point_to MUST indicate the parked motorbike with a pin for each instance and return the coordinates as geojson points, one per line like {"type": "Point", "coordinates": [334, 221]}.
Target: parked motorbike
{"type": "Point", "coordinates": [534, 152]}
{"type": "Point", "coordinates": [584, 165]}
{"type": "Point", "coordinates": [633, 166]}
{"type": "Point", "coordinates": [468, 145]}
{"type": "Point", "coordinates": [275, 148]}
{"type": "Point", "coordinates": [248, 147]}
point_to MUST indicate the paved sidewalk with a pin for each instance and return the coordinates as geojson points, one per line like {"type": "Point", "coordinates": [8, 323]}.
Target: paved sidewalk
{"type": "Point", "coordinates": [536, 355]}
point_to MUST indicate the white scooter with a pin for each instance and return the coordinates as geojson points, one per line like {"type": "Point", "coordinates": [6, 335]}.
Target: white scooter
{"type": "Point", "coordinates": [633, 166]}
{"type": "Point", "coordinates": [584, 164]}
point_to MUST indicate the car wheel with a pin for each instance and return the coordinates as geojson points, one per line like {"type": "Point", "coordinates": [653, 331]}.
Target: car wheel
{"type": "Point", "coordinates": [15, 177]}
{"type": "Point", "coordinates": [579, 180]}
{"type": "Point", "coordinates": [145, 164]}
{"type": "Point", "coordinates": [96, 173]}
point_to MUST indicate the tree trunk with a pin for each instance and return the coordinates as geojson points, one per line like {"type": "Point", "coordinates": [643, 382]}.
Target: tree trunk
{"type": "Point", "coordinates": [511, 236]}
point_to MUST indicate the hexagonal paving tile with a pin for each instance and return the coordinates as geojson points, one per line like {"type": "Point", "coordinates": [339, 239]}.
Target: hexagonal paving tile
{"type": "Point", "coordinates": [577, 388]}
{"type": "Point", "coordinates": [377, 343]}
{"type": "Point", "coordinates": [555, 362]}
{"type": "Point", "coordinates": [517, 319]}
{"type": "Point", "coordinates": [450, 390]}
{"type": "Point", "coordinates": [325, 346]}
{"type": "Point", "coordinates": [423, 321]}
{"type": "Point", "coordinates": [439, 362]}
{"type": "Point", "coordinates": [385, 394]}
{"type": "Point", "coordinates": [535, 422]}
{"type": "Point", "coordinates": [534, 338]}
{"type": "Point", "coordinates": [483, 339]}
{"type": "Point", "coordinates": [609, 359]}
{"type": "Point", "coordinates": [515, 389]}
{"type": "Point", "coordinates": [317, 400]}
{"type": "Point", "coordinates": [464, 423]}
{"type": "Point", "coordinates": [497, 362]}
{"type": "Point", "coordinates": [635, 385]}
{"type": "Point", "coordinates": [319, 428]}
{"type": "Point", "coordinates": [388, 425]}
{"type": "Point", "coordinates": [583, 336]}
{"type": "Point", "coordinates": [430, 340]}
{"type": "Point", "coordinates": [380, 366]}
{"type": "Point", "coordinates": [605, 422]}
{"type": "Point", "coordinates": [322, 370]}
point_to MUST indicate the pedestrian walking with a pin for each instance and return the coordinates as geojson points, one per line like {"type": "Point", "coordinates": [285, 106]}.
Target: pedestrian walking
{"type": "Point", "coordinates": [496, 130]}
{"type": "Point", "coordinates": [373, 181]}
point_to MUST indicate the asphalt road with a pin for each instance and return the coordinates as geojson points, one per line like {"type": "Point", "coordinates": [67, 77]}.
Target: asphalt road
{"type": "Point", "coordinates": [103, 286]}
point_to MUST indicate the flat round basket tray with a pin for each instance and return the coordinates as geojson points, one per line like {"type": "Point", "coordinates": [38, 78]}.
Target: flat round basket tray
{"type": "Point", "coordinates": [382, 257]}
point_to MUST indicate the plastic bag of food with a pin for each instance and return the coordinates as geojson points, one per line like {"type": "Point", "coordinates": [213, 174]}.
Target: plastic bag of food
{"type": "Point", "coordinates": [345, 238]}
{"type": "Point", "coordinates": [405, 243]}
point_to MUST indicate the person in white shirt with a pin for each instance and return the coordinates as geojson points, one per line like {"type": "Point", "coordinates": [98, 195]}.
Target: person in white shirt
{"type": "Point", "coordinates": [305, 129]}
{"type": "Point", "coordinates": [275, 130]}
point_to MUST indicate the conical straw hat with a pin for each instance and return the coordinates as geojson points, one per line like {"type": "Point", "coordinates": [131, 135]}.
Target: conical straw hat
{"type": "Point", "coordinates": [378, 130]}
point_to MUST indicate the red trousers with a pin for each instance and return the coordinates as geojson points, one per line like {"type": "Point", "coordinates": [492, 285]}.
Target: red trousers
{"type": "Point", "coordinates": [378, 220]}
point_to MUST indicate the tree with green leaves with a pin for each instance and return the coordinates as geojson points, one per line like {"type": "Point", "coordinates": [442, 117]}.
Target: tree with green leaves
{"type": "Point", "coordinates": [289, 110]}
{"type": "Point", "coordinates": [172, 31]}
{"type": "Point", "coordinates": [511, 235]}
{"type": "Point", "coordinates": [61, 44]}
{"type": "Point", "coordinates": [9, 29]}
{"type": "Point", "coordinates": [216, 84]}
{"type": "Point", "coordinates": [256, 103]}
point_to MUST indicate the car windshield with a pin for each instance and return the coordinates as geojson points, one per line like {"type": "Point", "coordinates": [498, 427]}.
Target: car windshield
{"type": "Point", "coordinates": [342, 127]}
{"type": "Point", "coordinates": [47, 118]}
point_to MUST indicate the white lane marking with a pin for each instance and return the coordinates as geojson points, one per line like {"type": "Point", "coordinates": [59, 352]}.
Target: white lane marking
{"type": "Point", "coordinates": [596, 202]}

──────

Leaving every word in place, retype all of the listing.

▶ _Written solution_
point_to MUST indicate the parked motorbike with a pin for each instance and return the coordinates as geojson points, one per line like {"type": "Point", "coordinates": [334, 221]}.
Target: parked motorbike
{"type": "Point", "coordinates": [534, 152]}
{"type": "Point", "coordinates": [584, 165]}
{"type": "Point", "coordinates": [633, 166]}
{"type": "Point", "coordinates": [468, 145]}
{"type": "Point", "coordinates": [275, 148]}
{"type": "Point", "coordinates": [248, 147]}
point_to MUST indicate the paved sidewalk with a pin for each instance and return the coordinates as geojson points, one per line like {"type": "Point", "coordinates": [8, 323]}.
Target: paved sidewalk
{"type": "Point", "coordinates": [536, 355]}
point_to MUST indicate the white scooter with a pin for each instance and return the coordinates as geojson points, one per line like {"type": "Point", "coordinates": [6, 335]}.
Target: white scooter
{"type": "Point", "coordinates": [633, 166]}
{"type": "Point", "coordinates": [584, 164]}
point_to MUST indicate the car wheel with a pin for each instance and return the coordinates as geojson points, one per line like {"type": "Point", "coordinates": [653, 331]}.
Target: car wheel
{"type": "Point", "coordinates": [15, 177]}
{"type": "Point", "coordinates": [579, 180]}
{"type": "Point", "coordinates": [145, 164]}
{"type": "Point", "coordinates": [96, 173]}
point_to MUST indicate the tree trunk with a pin for each instance and return the coordinates as geojson points, one per line like {"type": "Point", "coordinates": [643, 382]}.
Target: tree trunk
{"type": "Point", "coordinates": [511, 236]}
point_to MUST indicate the hexagonal paving tile with a pin for each instance and return the coordinates as geojson points, one per line like {"type": "Point", "coordinates": [339, 239]}.
Target: hexagonal paving tile
{"type": "Point", "coordinates": [577, 388]}
{"type": "Point", "coordinates": [377, 343]}
{"type": "Point", "coordinates": [555, 362]}
{"type": "Point", "coordinates": [517, 319]}
{"type": "Point", "coordinates": [450, 390]}
{"type": "Point", "coordinates": [325, 346]}
{"type": "Point", "coordinates": [423, 321]}
{"type": "Point", "coordinates": [439, 362]}
{"type": "Point", "coordinates": [385, 394]}
{"type": "Point", "coordinates": [535, 422]}
{"type": "Point", "coordinates": [534, 338]}
{"type": "Point", "coordinates": [483, 339]}
{"type": "Point", "coordinates": [609, 359]}
{"type": "Point", "coordinates": [515, 389]}
{"type": "Point", "coordinates": [317, 400]}
{"type": "Point", "coordinates": [464, 423]}
{"type": "Point", "coordinates": [497, 362]}
{"type": "Point", "coordinates": [635, 385]}
{"type": "Point", "coordinates": [319, 428]}
{"type": "Point", "coordinates": [388, 425]}
{"type": "Point", "coordinates": [583, 336]}
{"type": "Point", "coordinates": [430, 340]}
{"type": "Point", "coordinates": [380, 366]}
{"type": "Point", "coordinates": [605, 422]}
{"type": "Point", "coordinates": [322, 370]}
point_to MUST indicate the pedestrian walking with a pin for each instance and return the coordinates as geojson points, one per line like {"type": "Point", "coordinates": [285, 106]}.
Target: pedestrian walking
{"type": "Point", "coordinates": [496, 130]}
{"type": "Point", "coordinates": [373, 181]}
point_to MUST indicate the asphalt road with a pin for each instance and return the coordinates as geojson points, one per line like {"type": "Point", "coordinates": [67, 77]}.
Target: asphalt road
{"type": "Point", "coordinates": [103, 286]}
point_to MUST indicate the flat round basket tray with a pin for each instance and return the coordinates as geojson points, one per line like {"type": "Point", "coordinates": [38, 78]}.
Target: flat round basket tray
{"type": "Point", "coordinates": [382, 257]}
point_to MUST indicate the plastic bag of food with a pin for each instance and return the coordinates as geojson points, one per line like {"type": "Point", "coordinates": [213, 174]}.
Target: plastic bag of food
{"type": "Point", "coordinates": [345, 238]}
{"type": "Point", "coordinates": [405, 243]}
point_to MUST indicate the person in white shirt with a pin for each instance and return the coordinates as geojson points, one per line like {"type": "Point", "coordinates": [98, 195]}.
Target: person in white shirt
{"type": "Point", "coordinates": [305, 129]}
{"type": "Point", "coordinates": [275, 130]}
point_to MUST indicate the conical straw hat with a pin for each instance and return the coordinates as geojson points, one per line like {"type": "Point", "coordinates": [131, 135]}.
Target: conical straw hat
{"type": "Point", "coordinates": [378, 130]}
point_to MUST indicate the red trousers with a pin for each instance and return the coordinates as geojson points, one per line like {"type": "Point", "coordinates": [492, 285]}.
Target: red trousers
{"type": "Point", "coordinates": [378, 220]}
point_to MUST indicate the tree with green leaves with a pin for each instance and return the coordinates as geojson points, one per line like {"type": "Point", "coordinates": [442, 117]}.
Target: tree with green leaves
{"type": "Point", "coordinates": [289, 110]}
{"type": "Point", "coordinates": [172, 31]}
{"type": "Point", "coordinates": [511, 235]}
{"type": "Point", "coordinates": [61, 44]}
{"type": "Point", "coordinates": [9, 29]}
{"type": "Point", "coordinates": [216, 84]}
{"type": "Point", "coordinates": [256, 103]}
point_to MUST indicate the car windshield with a pin for each instance and return the coordinates as geojson points, one per line like {"type": "Point", "coordinates": [498, 427]}.
Target: car windshield
{"type": "Point", "coordinates": [342, 127]}
{"type": "Point", "coordinates": [47, 118]}
point_to MUST indicate the white lane marking with a pin for each instance and return the coordinates as geojson points, one per line like {"type": "Point", "coordinates": [59, 352]}.
Target: white lane marking
{"type": "Point", "coordinates": [596, 202]}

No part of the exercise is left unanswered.